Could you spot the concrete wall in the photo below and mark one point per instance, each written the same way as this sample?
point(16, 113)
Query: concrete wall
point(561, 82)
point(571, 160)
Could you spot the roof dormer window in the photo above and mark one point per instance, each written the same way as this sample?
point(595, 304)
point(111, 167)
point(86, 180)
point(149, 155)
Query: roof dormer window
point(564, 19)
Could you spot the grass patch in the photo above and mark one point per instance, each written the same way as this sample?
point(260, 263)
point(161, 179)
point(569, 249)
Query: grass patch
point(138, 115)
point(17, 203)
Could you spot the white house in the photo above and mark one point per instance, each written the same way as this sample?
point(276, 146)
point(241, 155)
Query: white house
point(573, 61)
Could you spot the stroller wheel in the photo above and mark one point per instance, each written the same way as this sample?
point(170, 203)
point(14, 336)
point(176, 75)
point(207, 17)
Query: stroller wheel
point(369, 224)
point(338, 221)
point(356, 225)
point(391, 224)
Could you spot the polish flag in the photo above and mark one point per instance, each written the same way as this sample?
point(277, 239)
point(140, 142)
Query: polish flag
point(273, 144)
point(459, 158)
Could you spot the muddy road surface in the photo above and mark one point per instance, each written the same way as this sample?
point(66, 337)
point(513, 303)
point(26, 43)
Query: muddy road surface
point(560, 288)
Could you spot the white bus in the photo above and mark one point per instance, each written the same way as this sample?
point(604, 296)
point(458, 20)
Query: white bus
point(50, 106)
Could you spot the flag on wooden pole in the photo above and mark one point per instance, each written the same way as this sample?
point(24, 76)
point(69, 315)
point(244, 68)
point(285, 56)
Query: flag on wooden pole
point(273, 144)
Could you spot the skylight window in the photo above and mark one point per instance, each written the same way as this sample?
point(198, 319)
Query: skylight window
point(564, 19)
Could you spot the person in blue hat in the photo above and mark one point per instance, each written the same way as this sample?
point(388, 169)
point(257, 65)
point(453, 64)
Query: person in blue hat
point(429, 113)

········

Reproduce all of the records above, substituting "occurrence" for each occurrence of "instance" and leaving every other word unchanged.

Could you spot the concrete wall in the photo below and mark one point per occurrence, each written the same way as this sample?
point(16, 113)
Query: concrete wall
point(561, 82)
point(571, 160)
Could you spot the roof dormer window in the photo above and mark one point per occurrence, each written the same way as this sample?
point(595, 304)
point(111, 167)
point(86, 180)
point(149, 155)
Query: roof dormer window
point(564, 19)
Could you spot the grass patch in the photo above and mark one point per occurrence, each written the same way as this sample?
point(260, 263)
point(161, 179)
point(569, 249)
Query: grass patch
point(138, 115)
point(17, 203)
Could you spot the white house in the photo above and mark one point per occurrence, each written the same way as this sample?
point(276, 146)
point(241, 155)
Query: white house
point(573, 61)
Could you spot the stroller wheel in the photo above and mark one point per occurrence, each written the same way as this sample?
point(170, 203)
point(14, 336)
point(176, 75)
point(207, 17)
Query: stroller wheel
point(369, 224)
point(338, 221)
point(356, 225)
point(391, 224)
Could you spot the polish flag in the photo above and mark one point per occurrence, each written the same way as this sample?
point(277, 239)
point(140, 142)
Query: polish flag
point(273, 144)
point(459, 158)
Could you spot the muddy road surface in the photo above and mark one point per occurrence, each written the same way as this sample?
point(66, 337)
point(513, 303)
point(26, 43)
Query: muddy road surface
point(560, 288)
Could you spot the white bus in the photo above and mark one point per occurrence, each written the same way as this sample?
point(604, 296)
point(458, 20)
Query: white bus
point(50, 106)
Could you spot the flag on wooden pole in the photo above and mark one point per occurrence, each written the same way as this sample?
point(24, 76)
point(69, 315)
point(244, 68)
point(285, 56)
Query: flag on wooden pole
point(273, 144)
Could you spot the skylight window in the photo above and mark one point per occurrence, each written the same way as this sample?
point(198, 319)
Query: skylight window
point(564, 19)
Could you spot the person in blue hat in the photo above and mark one point per occurrence, each written the same way as this sample?
point(388, 169)
point(257, 65)
point(453, 64)
Query: person in blue hat
point(429, 113)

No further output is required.